### [EXCERPT TO READ]
◇ ◇ ◇ ◇
As early as age 12, some young people are classified as being at high clinical risk of developing psychosis.
The effects of psychosis can include mild delusions, hallucinations, and disorganised speech and the effects can impact on a person’s ability to function in everyday life. A young person is classified as high risk if they meet certain criteria including the presence of mild psychotic symptoms accompanied by a decline in day-to-day functioning.
This classification doesn’t mean that a person will go onto develop a psychotic condition such as schizophrenia, but around 10-35 per cent do.
To identify young people most at risk of psychosis, and as early as possible, researchers and clinicians want to understand if there are brain changes that can be observed before a psychotic episode occurs.
The human brain is divided into grey and white matter. Grey matter is composed mainly of cells that process information (the neurons), and white matter is found deeper in the brain and enables the transfer of this information via nerve fibres known as axons.
Grey matter brain changes
Previous studies have shown that grey matter volume and thickness rapidly decline in the first two years following the transition to psychosis, before then plateauing. These findings suggest the onset of psychosis is a dynamic event in the neurobiology of the brain, resulting in changes to grey matter.
However, it is unclear whether white matter alterations follow the same course – a rapid change in white matter structure co-occurring with a transition to psychosis. A breakdown in white matter architecture can disrupt healthy communication within and between brain regions, making it crucial to pinpoint when white matter changes first appear.
To understand more, our team of neuroscientists across the University of Melbourne and Harvard Medical School is studying whether brain white matter abnormalities appear in all people at risk of psychosis or just in those who go on to develop a fully-fledged psychotic disorder like schizophrenia.
◇ ◇ ◇ ◇
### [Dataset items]
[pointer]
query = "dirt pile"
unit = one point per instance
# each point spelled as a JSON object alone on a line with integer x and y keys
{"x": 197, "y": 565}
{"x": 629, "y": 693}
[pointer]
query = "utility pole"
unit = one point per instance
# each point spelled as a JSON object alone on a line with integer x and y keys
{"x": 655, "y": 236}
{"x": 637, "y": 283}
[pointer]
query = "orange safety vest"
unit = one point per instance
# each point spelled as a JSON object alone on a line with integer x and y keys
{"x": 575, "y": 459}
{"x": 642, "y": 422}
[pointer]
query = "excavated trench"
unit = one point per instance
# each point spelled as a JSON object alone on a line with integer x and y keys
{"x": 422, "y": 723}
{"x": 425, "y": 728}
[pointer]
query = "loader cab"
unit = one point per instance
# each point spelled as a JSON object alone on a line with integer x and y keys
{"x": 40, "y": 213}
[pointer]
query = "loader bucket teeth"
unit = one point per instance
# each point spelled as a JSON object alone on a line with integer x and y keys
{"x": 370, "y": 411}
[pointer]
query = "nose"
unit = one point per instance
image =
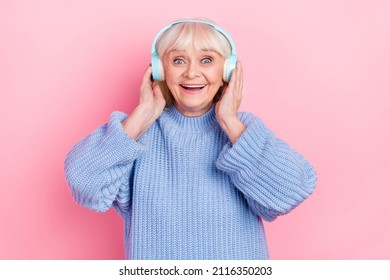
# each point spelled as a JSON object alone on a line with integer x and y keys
{"x": 192, "y": 70}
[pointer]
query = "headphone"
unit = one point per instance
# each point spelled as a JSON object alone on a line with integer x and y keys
{"x": 230, "y": 62}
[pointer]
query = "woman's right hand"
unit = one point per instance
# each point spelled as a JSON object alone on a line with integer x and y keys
{"x": 151, "y": 104}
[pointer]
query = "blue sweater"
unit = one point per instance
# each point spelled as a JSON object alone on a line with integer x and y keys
{"x": 184, "y": 191}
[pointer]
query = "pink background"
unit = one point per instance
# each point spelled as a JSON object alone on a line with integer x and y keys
{"x": 317, "y": 72}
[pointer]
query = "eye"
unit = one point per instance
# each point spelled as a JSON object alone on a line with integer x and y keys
{"x": 178, "y": 61}
{"x": 206, "y": 60}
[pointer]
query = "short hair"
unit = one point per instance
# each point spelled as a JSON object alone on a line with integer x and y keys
{"x": 182, "y": 36}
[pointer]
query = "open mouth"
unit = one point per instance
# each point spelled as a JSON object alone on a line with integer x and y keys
{"x": 192, "y": 87}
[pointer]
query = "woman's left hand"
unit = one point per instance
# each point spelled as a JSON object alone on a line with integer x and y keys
{"x": 227, "y": 107}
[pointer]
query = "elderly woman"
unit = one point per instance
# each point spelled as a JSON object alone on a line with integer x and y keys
{"x": 191, "y": 176}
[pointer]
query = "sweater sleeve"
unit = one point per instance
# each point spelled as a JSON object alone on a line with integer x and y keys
{"x": 98, "y": 167}
{"x": 273, "y": 177}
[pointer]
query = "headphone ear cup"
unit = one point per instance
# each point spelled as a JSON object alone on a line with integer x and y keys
{"x": 157, "y": 68}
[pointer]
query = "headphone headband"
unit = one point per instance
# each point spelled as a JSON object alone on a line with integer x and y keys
{"x": 230, "y": 62}
{"x": 216, "y": 27}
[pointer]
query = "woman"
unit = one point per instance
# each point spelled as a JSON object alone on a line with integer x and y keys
{"x": 192, "y": 177}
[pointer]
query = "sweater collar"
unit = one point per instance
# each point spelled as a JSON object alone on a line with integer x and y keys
{"x": 178, "y": 121}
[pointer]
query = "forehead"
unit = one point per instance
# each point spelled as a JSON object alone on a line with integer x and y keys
{"x": 196, "y": 36}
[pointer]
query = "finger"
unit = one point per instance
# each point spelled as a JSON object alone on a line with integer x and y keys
{"x": 240, "y": 81}
{"x": 146, "y": 79}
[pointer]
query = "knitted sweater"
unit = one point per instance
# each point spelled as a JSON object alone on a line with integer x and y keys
{"x": 184, "y": 191}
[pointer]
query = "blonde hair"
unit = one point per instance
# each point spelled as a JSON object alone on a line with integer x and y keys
{"x": 201, "y": 36}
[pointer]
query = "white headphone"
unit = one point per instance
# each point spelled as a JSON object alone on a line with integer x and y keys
{"x": 157, "y": 66}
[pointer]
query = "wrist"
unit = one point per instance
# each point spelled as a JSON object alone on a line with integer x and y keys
{"x": 233, "y": 127}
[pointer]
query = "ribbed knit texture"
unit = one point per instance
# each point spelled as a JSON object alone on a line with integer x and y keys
{"x": 184, "y": 191}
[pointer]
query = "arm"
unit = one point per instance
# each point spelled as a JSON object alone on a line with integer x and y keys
{"x": 273, "y": 177}
{"x": 98, "y": 167}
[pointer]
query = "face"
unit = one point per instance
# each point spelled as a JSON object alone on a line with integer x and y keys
{"x": 194, "y": 78}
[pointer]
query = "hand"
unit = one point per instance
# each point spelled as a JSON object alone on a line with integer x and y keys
◇ ◇ ◇ ◇
### [YOUR TASKS]
1. Rewrite the stretch of the passage on psychosis risk from "To identify young" through "to grey matter.", putting "doctors" in place of "clinicians".
2. Extend the passage on psychosis risk and brain changes, picking up after its final sentence.

### [ANSWER LIST]
1.
To identify young people most at risk of psychosis, and as early as possible, researchers and doctors want to understand if there are brain changes that can be observed before a psychotic episode occurs.
The human brain is divided into grey and white matter. Grey matter is composed mainly of cells that process information (the neurons), and white matter is found deeper in the brain and enables the transfer of this information via nerve fibres known as axons.
Grey matter brain changes
Previous studies have shown that grey matter volume and thickness rapidly decline in the first two years following the transition to psychosis, before then plateauing. These findings suggest the onset of psychosis is a dynamic event in the neurobiology of the brain, resulting in changes to grey matter.

2.
Our research published in Molecular Psychiatry supports the former view – that brain abnormalities ensue regardless of a transition to a psychotic disorder.
We monitored brain development patterns across 230 individuals at high clinical risk of developing psychosis and 56 healthy individuals, nested within the North American Prodrome Longitudinal Study (NAPLS).
NAPLS is the largest multi-site neuroimaging study of individuals meeting criteria for high clinical risk of psychosis. Participants underwent several magnetic resonance imaging (MRI) brain scans over the course of one year and we analysed their brain white matter throughout this time.
To do this, we used a specific MRI method called diffusion-weighted imaging. This technique measures the diffusion of water molecules to generate contrast in brain images.
Because water diffusion in the brain is hindered by cellular structures and travels faster along the grain of fibres (compared to across fibres), diffusion patterns can reveal details about the architecture of tissue, particularly in the brain’s white matter.
Typical white matter development extends through to middle adulthood and is characterised by a pruning and strengthening of the brain’s connections – white matter – to help regulate electrical activity in the brain.
Our study indicates that white matter develops at slower rates in people at risk of psychosis compared to healthy controls – that is people who haven’t been classified at higher risk.
This perturbed pattern of brain development in white matter structures was found in the clinical high-risk group, regardless of whether or not individuals transitioned to a fully-fledged psychotic disorder. These findings suggest that measures of brain white matter deviate from healthy development prior to diagnosable psychotic illness.
Early life factors may drive abnormal white matter development
As part of this study, we monitored a wide range of risk factors that may shape patterns of white matter development.
Intriguingly, the brain changes that we observed in people at risk of psychosis were linked to more severe psychosis symptoms such as unusual thought content and perceptual abnormalities, and to factors dating back to childhood, including poor adjustment to school life, scholastic performance and peer relationships.
These findings emphasise the need for holistic clinical approaches to support young people at high risk of psychosis, which target multiple dimensions of health during childhood and adolescent development.
It is becoming clear that early interventions, such as cognitive behavioural therapy – implemented prior to established psychotic illness – are crucial to halt or even prevent the serious consequences of a fully-fledged psychotic illness. However, the picture is far from complete.
In ongoing work, we are working to solve an important outstanding question: can neuroimaging techniques help doctors determine who is more likely to progress to schizophrenia or other serious psychotic disorders?
We are actively researching this question which may assist doctors in selecting the right treatment plan for people at high clinical risk for psychosis.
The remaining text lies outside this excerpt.